[[ DATA EXTRACTS open ]]
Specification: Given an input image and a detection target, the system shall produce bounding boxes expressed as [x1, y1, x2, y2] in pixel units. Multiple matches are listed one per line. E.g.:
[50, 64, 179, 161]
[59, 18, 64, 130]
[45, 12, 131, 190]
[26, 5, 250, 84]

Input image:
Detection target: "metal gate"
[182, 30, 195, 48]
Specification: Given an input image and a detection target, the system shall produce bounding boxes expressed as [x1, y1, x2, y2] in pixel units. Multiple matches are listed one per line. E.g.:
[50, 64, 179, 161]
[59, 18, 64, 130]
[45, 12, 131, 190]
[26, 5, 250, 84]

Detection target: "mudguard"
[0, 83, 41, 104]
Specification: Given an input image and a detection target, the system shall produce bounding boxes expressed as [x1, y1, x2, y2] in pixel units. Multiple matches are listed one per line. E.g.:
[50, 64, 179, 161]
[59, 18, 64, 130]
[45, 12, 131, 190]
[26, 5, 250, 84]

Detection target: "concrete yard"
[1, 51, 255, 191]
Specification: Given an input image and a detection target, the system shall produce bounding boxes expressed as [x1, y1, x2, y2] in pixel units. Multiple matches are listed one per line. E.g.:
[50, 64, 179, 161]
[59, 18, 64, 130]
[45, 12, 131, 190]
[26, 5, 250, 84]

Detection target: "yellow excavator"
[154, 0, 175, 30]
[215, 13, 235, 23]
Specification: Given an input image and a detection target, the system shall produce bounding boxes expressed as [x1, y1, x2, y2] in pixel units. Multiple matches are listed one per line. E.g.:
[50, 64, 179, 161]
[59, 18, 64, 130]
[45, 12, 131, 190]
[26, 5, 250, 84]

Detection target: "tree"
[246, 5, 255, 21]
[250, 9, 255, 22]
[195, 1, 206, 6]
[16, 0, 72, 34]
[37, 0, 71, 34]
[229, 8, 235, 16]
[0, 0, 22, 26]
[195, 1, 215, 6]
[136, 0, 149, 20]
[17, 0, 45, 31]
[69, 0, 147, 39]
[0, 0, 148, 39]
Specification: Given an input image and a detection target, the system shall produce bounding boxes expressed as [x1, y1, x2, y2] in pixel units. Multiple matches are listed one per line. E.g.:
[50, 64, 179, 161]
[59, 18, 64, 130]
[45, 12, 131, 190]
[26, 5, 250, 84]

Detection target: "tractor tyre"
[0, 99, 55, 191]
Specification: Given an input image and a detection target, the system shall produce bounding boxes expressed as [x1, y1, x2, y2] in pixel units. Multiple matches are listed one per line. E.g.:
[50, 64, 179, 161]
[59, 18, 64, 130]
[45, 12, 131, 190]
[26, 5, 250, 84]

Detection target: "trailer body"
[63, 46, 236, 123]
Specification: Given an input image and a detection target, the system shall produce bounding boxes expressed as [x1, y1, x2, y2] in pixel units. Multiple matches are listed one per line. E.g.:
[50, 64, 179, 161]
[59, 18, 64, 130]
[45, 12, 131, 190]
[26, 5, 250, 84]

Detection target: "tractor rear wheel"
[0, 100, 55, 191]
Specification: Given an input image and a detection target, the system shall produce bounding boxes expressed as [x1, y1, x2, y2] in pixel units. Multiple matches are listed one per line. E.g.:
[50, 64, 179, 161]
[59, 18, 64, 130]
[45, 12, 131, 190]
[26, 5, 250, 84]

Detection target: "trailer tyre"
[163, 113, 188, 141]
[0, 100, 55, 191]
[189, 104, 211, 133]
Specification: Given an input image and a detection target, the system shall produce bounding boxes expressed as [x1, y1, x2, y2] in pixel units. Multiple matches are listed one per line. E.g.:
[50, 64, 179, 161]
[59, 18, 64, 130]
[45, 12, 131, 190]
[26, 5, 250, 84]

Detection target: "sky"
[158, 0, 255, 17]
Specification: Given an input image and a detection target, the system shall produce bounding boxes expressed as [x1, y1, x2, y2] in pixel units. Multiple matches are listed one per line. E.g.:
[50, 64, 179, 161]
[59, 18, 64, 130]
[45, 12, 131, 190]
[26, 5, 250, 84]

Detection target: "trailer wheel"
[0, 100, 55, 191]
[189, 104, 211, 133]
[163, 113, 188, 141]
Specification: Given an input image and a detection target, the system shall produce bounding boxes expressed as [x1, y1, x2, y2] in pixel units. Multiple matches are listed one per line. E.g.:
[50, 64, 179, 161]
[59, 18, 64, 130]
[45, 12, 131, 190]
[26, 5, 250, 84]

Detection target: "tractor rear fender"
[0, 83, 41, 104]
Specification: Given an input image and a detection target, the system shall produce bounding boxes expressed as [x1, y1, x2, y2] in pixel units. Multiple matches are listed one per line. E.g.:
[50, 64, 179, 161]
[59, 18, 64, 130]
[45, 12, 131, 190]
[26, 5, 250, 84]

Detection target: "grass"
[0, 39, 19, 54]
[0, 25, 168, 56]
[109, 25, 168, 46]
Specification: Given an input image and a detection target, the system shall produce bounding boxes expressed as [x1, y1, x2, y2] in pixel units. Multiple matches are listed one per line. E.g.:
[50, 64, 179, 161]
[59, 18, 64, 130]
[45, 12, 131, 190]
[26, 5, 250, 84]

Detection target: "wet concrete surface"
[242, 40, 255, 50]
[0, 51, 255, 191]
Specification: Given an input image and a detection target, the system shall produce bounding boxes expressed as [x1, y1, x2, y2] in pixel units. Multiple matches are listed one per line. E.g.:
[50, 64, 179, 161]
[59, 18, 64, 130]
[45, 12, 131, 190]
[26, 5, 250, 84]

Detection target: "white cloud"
[[ DATA EXTRACTS closed ]]
> [EXERCISE DIRECTIONS]: Repeat each of the entries exactly as written.

> [EXPECTED OUTPUT]:
Specification: Given an input image and a detection target, the system shall produce bounding boxes expressed as [x1, y1, x2, y2] in pixel units. Multiple matches are listed one per line. E.g.:
[50, 64, 179, 161]
[59, 18, 64, 130]
[45, 12, 131, 190]
[26, 5, 250, 84]

Input image:
Detection target: "metal gate"
[182, 30, 195, 48]
Specification: Given an input image and a detection target, the system shall produce bounding boxes expressed as [x1, y1, x2, y2] in pixel units. Multiple matches are listed one per line. E.g.:
[50, 64, 179, 161]
[59, 18, 64, 130]
[45, 12, 131, 190]
[26, 5, 250, 84]

Detection target: "mudguard"
[0, 83, 41, 104]
Specification: Given an input image and a detection target, the system shall produce bounding boxes expressed as [x1, y1, x2, y2] in pixel units. Multiple matches are listed one per line. E.g.:
[50, 64, 179, 161]
[59, 18, 64, 130]
[45, 12, 131, 190]
[26, 5, 250, 84]

Detection target: "concrete yard"
[1, 51, 255, 191]
Specification: Given an input image and a detection target, the system shall produce bounding boxes expressed as [x1, y1, x2, y2] in pixel units. Multiple matches are listed one per line. E.g.:
[50, 64, 179, 161]
[59, 18, 64, 130]
[45, 12, 131, 190]
[26, 5, 250, 84]

Detection target: "yellow excavator"
[154, 0, 175, 30]
[215, 13, 235, 23]
Specification: Given an input image and a detection target, the system shall produce bounding boxes expressed as [x1, y1, x2, y2] in pixel units. Multiple matches are listed one per line. E.g.:
[50, 64, 179, 161]
[59, 18, 64, 130]
[45, 12, 131, 190]
[26, 5, 250, 84]

Detection target: "tree"
[246, 5, 255, 21]
[250, 9, 255, 22]
[195, 1, 206, 6]
[16, 0, 72, 34]
[37, 0, 71, 34]
[229, 8, 235, 16]
[0, 0, 22, 26]
[195, 1, 215, 6]
[136, 0, 149, 20]
[17, 0, 45, 31]
[69, 0, 147, 39]
[0, 0, 148, 39]
Specification: Given an input image and a detection target, the system shall produce bounding boxes expressed as [x1, y1, x2, y2] in pixel units. Multiple matches are listed one per line. E.g.:
[50, 64, 179, 161]
[59, 18, 64, 130]
[45, 12, 131, 190]
[26, 5, 250, 84]

Detection target: "tractor tyre"
[0, 99, 55, 191]
Specification: Given an input image and a detection target, the system shall produce bounding boxes expressed as [x1, y1, x2, y2] in pixel units. Multiple matches are listed one per line. E.g.:
[50, 64, 179, 161]
[59, 18, 64, 130]
[45, 12, 131, 190]
[26, 5, 250, 84]

Detection target: "trailer body"
[63, 46, 236, 123]
Specification: Given an input image and a detection target, the system shall produce bounding boxes expressed as [x1, y1, x2, y2] in pixel units. Multiple matches are listed one per line. E.g.:
[50, 64, 179, 161]
[59, 18, 64, 130]
[45, 12, 131, 190]
[26, 5, 250, 84]

Detection target: "tractor rear wheel"
[0, 100, 55, 191]
Specification: Given an input image and a detection target, the system shall produce bounding boxes expressed as [x1, y1, x2, y2] in pixel units. Multiple matches are listed one per line. E.g.:
[50, 64, 179, 161]
[59, 18, 64, 130]
[45, 12, 131, 190]
[26, 5, 250, 84]

Detection target: "trailer tyre"
[163, 113, 188, 141]
[0, 100, 55, 191]
[189, 104, 211, 133]
Specification: Given an input image and a detection target, the system shall produce bounding boxes expressed as [x1, y1, x2, y2] in pixel units. Multiple matches are listed one per line. E.g.:
[50, 64, 179, 161]
[59, 18, 64, 130]
[45, 12, 131, 190]
[26, 5, 250, 84]

Detection target: "sky"
[158, 0, 255, 17]
Specification: Given an input image and a detection target, the system shall produce bounding boxes expressed as [x1, y1, x2, y2] in pixel units. Multiple matches are listed one per line. E.g.:
[50, 64, 179, 161]
[59, 18, 64, 130]
[45, 12, 131, 190]
[26, 5, 250, 84]

Detection target: "trailer wheel"
[0, 100, 55, 191]
[189, 104, 211, 133]
[163, 113, 188, 141]
Specification: Given an input image and a detection target, the system shall produce bounding boxes expressed as [x1, y1, x2, y2] in pixel units. Multiple matches are listed one per line. E.g.:
[50, 64, 179, 161]
[59, 18, 64, 130]
[45, 12, 131, 190]
[26, 5, 250, 84]

Detection target: "tractor rear fender"
[0, 83, 41, 104]
Specification: Given an input image and a detection target, the system shall produce bounding boxes expressed as [x1, y1, x2, y2] in pixel units. Multiple matches are listed one per line. E.g.:
[50, 64, 179, 161]
[59, 18, 64, 130]
[45, 12, 131, 190]
[26, 5, 250, 84]

Detection target: "grass"
[0, 39, 19, 54]
[0, 25, 168, 56]
[109, 25, 168, 46]
Specification: Given an input image and a detection target, the system shall produce bounding boxes expressed as [x1, y1, x2, y2] in pixel units. Multiple matches are listed one per line. E.g.:
[50, 64, 179, 161]
[59, 18, 64, 130]
[45, 12, 131, 190]
[26, 5, 250, 84]

Detection target: "wet concrete surface"
[242, 40, 255, 50]
[0, 51, 255, 191]
Specification: Given an input image and a detection target, the system shall produce bounding boxes expressed as [x1, y1, x2, y2] in pixel units. Multiple matches are listed one per line. E.g.:
[50, 64, 179, 161]
[59, 18, 64, 130]
[45, 12, 131, 190]
[26, 5, 250, 84]

Detection target: "white cloud"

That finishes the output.